- [RECORDS FOR THE TASK]:
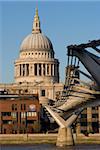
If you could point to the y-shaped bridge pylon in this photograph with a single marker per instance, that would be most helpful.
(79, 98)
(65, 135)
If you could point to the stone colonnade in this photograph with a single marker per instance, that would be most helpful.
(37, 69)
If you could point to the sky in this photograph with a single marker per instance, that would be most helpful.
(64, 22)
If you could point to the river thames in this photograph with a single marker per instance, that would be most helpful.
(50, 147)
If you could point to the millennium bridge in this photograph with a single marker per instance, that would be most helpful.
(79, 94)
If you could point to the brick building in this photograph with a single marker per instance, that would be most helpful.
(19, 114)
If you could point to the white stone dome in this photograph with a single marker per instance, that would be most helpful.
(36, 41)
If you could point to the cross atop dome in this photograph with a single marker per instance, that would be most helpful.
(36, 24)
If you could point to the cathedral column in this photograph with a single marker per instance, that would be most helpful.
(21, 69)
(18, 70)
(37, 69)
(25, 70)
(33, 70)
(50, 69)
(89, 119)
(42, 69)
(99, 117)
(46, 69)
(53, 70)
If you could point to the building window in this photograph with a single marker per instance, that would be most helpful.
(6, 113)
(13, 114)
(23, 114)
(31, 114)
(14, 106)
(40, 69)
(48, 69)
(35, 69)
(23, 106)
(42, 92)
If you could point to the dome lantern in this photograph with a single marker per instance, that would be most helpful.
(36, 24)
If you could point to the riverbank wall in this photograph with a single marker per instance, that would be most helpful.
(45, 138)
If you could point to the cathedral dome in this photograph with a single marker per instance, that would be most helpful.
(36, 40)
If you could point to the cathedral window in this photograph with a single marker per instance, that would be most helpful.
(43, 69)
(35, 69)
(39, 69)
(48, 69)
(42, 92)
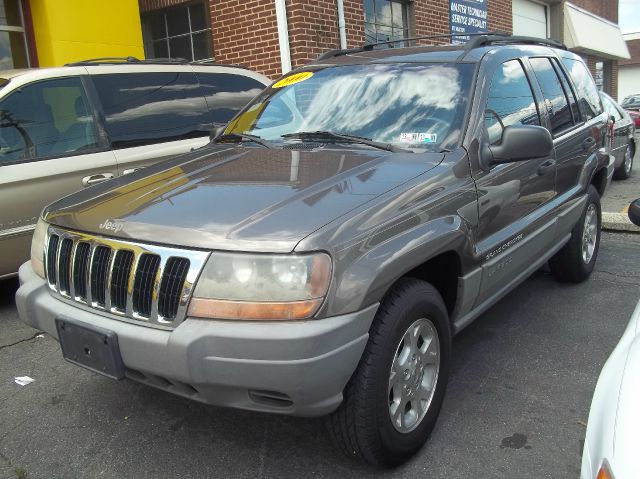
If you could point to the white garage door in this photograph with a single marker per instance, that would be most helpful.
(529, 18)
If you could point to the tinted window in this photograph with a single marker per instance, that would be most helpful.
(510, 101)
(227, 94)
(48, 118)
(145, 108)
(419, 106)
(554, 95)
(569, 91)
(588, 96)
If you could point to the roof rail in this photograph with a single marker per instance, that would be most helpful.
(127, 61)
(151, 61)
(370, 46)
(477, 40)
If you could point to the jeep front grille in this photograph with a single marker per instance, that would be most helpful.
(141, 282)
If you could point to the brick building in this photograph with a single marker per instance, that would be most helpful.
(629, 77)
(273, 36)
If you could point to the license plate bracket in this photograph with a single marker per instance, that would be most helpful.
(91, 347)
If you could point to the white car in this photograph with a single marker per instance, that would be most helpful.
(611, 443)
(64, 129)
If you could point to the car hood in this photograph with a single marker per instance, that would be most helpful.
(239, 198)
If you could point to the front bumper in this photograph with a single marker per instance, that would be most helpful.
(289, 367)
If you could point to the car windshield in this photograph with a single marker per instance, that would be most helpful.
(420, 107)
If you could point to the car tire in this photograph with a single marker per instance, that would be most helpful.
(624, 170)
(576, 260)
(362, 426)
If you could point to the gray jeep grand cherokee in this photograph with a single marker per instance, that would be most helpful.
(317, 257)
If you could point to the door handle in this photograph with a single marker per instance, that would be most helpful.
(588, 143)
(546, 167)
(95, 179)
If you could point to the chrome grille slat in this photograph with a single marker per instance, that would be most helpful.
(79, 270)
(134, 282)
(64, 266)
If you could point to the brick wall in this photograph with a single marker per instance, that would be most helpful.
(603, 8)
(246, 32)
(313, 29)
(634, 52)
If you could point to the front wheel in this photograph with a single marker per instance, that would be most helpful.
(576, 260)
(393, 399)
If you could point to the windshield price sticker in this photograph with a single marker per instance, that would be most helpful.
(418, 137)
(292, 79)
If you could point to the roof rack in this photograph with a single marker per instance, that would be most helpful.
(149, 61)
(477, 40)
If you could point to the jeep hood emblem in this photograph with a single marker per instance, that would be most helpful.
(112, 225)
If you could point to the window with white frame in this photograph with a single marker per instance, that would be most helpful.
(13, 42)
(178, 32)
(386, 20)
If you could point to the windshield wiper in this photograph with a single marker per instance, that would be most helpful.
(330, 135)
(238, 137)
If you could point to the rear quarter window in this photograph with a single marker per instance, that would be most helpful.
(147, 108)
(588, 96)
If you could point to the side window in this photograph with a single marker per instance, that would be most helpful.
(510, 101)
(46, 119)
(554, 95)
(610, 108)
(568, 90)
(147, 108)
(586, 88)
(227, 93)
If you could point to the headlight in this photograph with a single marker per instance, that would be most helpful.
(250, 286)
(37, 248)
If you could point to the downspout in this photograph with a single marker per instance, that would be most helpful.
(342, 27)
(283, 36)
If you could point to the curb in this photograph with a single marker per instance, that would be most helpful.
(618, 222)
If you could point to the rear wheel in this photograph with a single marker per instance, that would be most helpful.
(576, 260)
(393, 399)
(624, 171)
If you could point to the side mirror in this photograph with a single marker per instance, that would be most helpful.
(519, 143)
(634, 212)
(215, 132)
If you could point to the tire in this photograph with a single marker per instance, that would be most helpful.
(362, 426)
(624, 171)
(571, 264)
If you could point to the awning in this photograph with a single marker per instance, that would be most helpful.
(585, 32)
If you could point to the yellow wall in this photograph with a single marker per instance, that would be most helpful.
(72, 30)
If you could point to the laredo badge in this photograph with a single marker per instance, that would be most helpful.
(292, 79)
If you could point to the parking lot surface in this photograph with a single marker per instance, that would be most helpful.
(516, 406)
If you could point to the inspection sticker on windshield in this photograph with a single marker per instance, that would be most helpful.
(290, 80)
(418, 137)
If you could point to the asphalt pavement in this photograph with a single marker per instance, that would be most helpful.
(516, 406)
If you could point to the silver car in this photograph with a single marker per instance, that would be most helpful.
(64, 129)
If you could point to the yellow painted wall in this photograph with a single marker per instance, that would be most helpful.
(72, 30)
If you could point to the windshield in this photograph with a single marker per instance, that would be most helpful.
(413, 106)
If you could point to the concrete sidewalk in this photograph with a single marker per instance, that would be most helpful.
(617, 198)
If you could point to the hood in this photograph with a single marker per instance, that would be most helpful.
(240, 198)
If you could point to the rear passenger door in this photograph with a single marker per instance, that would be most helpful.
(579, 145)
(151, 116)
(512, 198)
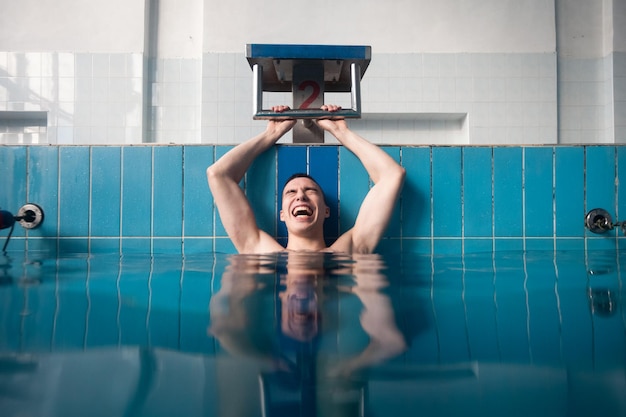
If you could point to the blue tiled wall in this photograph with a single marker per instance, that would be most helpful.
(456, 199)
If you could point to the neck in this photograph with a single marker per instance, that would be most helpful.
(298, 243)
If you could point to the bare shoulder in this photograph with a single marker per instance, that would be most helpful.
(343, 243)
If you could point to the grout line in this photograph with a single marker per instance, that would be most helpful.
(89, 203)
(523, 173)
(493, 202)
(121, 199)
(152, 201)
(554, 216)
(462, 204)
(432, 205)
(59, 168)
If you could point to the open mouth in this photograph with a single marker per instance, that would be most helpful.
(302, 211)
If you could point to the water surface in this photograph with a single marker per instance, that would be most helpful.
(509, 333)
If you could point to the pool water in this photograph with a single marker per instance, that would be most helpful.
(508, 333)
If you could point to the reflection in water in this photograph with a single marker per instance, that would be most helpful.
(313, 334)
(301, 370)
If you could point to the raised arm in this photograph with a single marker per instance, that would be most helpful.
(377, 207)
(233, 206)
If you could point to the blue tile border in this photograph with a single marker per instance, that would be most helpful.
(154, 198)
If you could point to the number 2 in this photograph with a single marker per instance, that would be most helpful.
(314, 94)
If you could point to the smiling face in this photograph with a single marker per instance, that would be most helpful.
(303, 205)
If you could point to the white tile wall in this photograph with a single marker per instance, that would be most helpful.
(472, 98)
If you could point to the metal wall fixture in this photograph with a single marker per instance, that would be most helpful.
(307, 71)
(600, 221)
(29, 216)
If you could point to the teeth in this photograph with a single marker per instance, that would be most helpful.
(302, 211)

- [WORK INSTRUCTION]:
Repeat the preceding records precisely, and leave every picture out of the copy.

- [ANSWER SECTION]:
If you could point to the y-shaped bridge pylon in this photograph with a single marker per instance, that would be most helpful.
(79, 98)
(65, 135)
If you could point to the stone colonnade in this photograph with a single marker per instance, that would be most helpful.
(37, 69)
If you could point to the sky in this photograph with a single marker per instance, that would be most helpful.
(64, 22)
If you could point to the river thames in this photograph with a single marker per instance, that would be most helpful.
(50, 147)
If you could point to the millennium bridge in this photograph with a single marker per instance, that would be most helpful.
(79, 94)
If you could point to the brick building in this photograph with a single marker per instance, that would be most helpful.
(19, 114)
If you could point to the white stone dome in this photograph with a single marker per instance, that would be most helpful.
(36, 41)
If you could point to the cross atop dome in this photograph with a single marker per instance, that would be most helpful.
(36, 24)
If you could point to the cathedral column in this photograph with a single marker per instance, that would be most helpful.
(21, 69)
(18, 70)
(37, 69)
(25, 70)
(33, 70)
(50, 69)
(89, 119)
(42, 69)
(99, 117)
(46, 69)
(53, 70)
If you could point to the building window in this photograph with a single marker per instance, that would be most helpful.
(6, 113)
(13, 114)
(23, 114)
(31, 114)
(14, 106)
(40, 69)
(48, 69)
(35, 69)
(23, 106)
(42, 92)
If you could point to the dome lantern in this photograph with a single marker per instance, that would be most helpful.
(36, 24)
If you could point to the riverbank wall in this photograph with a single marker per instance, that would be most helpful.
(45, 138)
If you could point to the cathedral dome in this photograph with a single marker per instance, that would be most helpful.
(36, 40)
If you could point to the cathedral window in this photograph with a single marker per instance, that would be most helpful.
(43, 69)
(35, 69)
(39, 69)
(48, 69)
(42, 92)
If you could point to the white garage door in this photograph with a single marker per instance, that would be most helpful.
(529, 18)
If you could point to the tinted window in this photograph with a single marker per instance, that would be most helpful.
(510, 101)
(227, 94)
(48, 118)
(145, 108)
(419, 106)
(554, 95)
(569, 91)
(588, 96)
If you could point to the roof rail in this photograph with a single marker per instance, that would be most helpful.
(127, 61)
(151, 61)
(370, 46)
(477, 40)
If you could point to the jeep front grille in this photograph with a single marker per instance, that would be most helpful.
(141, 282)
If you could point to the brick building in this photograph with a single marker per instance, that would be most helpful.
(629, 77)
(273, 36)
If you could point to the license plate bracket in this photograph with a single marker per instance, that would be most helpful.
(91, 347)
If you could point to the white car in this photograph with a single marker per instance, that would be most helpful.
(611, 443)
(64, 129)
If you could point to the car hood in this photograph with a single marker per instance, that would be most helpful.
(239, 198)
If you could point to the front bumper in this photograph with a single marker per instance, that would be most helpful.
(289, 367)
If you could point to the car windshield in this photograph with a single marker per instance, that would be most helpful.
(420, 107)
If you could point to the car tire in this photograph with a single marker per instance, that would be most helpful.
(624, 170)
(576, 260)
(362, 426)
If you could point to the gray jeep grand cherokee in this photograph with a single marker per instance, that would be most helpful.
(317, 257)
If you could point to the door handle in this photograph with a single marker per instance, that would be most helpful.
(588, 143)
(546, 167)
(95, 179)
If you could point to the chrome grille slat in this photograph with a single marker per instance, that would be most helpful.
(79, 270)
(134, 282)
(64, 266)
If you could point to the brick wall in this photograph with a single marker per instance, that would be most helpful.
(603, 8)
(246, 32)
(313, 29)
(634, 52)
If you could point to the front wheel in this photograph with a single marker per instance, that would be most helpful.
(576, 260)
(393, 399)
If you could point to the windshield price sticker in this photograph with a single marker per instance, that would be most helpful.
(418, 137)
(292, 79)
If you could point to the roof rack in this photograph with a single marker per instance, that would be most helpful.
(149, 61)
(477, 40)
If you could point to the jeep hood emblem in this photograph with a single marker per instance, that would be most helpful.
(112, 225)
If you could point to the window with white frame in this photograph with a single marker per instance, that would be most helpful.
(13, 42)
(178, 32)
(386, 20)
If you could point to the windshield wiper in this photograph with a single marker per instance, that would be most helpful.
(330, 135)
(238, 137)
If you could point to the rear quarter window in this photograph with a single marker per instance, that would be most helpful.
(147, 108)
(588, 96)
If you could point to the side window in this photograph with a single marker per instance, that would be most helpful.
(510, 101)
(46, 119)
(554, 95)
(610, 108)
(568, 90)
(147, 108)
(586, 88)
(227, 93)
If you could point to the headlight in this photograph with a single marker per instance, that would be most helpful.
(250, 286)
(37, 248)
If you could point to the downspout in this photograph with a single marker per instance, that would be most helpful.
(342, 27)
(283, 36)
If you could point to the curb in this photograph with a single marker per instance, that would be most helpful.
(618, 222)
If you could point to the rear wheel in this photograph with a single marker per instance, that would be most helpful.
(576, 260)
(393, 399)
(624, 171)
If you could point to the side mirror in this photograph with a single marker per instance, that would be most helpful.
(519, 143)
(634, 212)
(215, 132)
If you could point to the tire in this photograph with a single marker per instance, that would be most helpful.
(362, 426)
(624, 171)
(571, 264)
If you could point to the awning in this photograph with a single marker per instance, that would be most helpful.
(585, 32)
If you could point to the yellow wall in this photograph with a single marker per instance, that would be most helpful.
(72, 30)
If you could point to the laredo badge in this photograph with a single marker per instance, that would be most helpful.
(292, 79)
If you could point to the parking lot surface in this photograph with a single marker per instance, that would be most helpful.
(516, 406)
If you could point to the inspection sticker on windshield in this photograph with a single marker per instance, that would be most helpful.
(290, 80)
(418, 137)
If you could point to the asphalt pavement in this photograph with a single marker per instance, that would be most helpful.
(516, 406)
If you could point to the silver car in this photograph with a single marker per instance, that would be most helpful.
(64, 129)
If you could point to the yellow painted wall in this photograph with a single marker per instance, that would be most helpful.
(72, 30)
If you could point to the windshield in this photograph with a single marker per instance, that would be most helpful.
(413, 106)
If you could point to the concrete sidewalk in this photograph with a single marker per instance, that would be most helpful.
(617, 198)
If you could point to the hood in this photograph with a single marker per instance, that would be most helpful.
(240, 198)
If you could point to the rear passenger door in this photograph with a single marker per instance, that would be most helpful.
(579, 145)
(151, 116)
(512, 198)
If you could point to the blue tiled wall in this photograph with a single marker per instance, that would be most helpful.
(456, 199)
If you could point to the neck in this photograph with a single marker per instance, that would be most helpful.
(298, 243)
If you could point to the bare shoulder in this photograph with a single marker per instance, that would be most helpful.
(343, 243)
If you could point to the grout line in this photograph with a single marker per instance, that would be most helpful.
(89, 203)
(523, 173)
(493, 202)
(121, 199)
(152, 201)
(554, 216)
(462, 204)
(432, 205)
(59, 168)
If you could point to the open mouth in this photograph with a single marker per instance, that would be most helpful.
(302, 211)
If you could point to the water surface in this photograph with a single marker per instance, that would be most helpful.
(509, 333)
If you could point to the pool water in this photograph with a single marker per instance, that would be most helpful.
(508, 333)
If you could point to the reflection in water in this photograph with a single marker per instance, that would be most helpful.
(313, 334)
(301, 370)
If you could point to the raised arm in this photograph with a single marker per instance, that would be most helpful.
(377, 207)
(233, 206)
If you could point to the blue tile border in this photograph with a single marker per instance, that would be most helpful.
(154, 198)
If you could point to the number 2 in this photograph with a single marker per instance, that would be most helpful.
(314, 94)
If you could point to the smiling face in this photograph with a single marker per instance, that would be most helpful.
(303, 205)
If you could point to the white tile wall in this photograph with a single marker per instance, that would be most helpful.
(472, 98)
If you could point to the metal wall fixture in this photograph with a single marker per instance, that would be most helpful.
(307, 71)
(600, 221)
(29, 216)
If you could point to the teeth in this photograph with a single marker per instance, that would be most helpful.
(302, 211)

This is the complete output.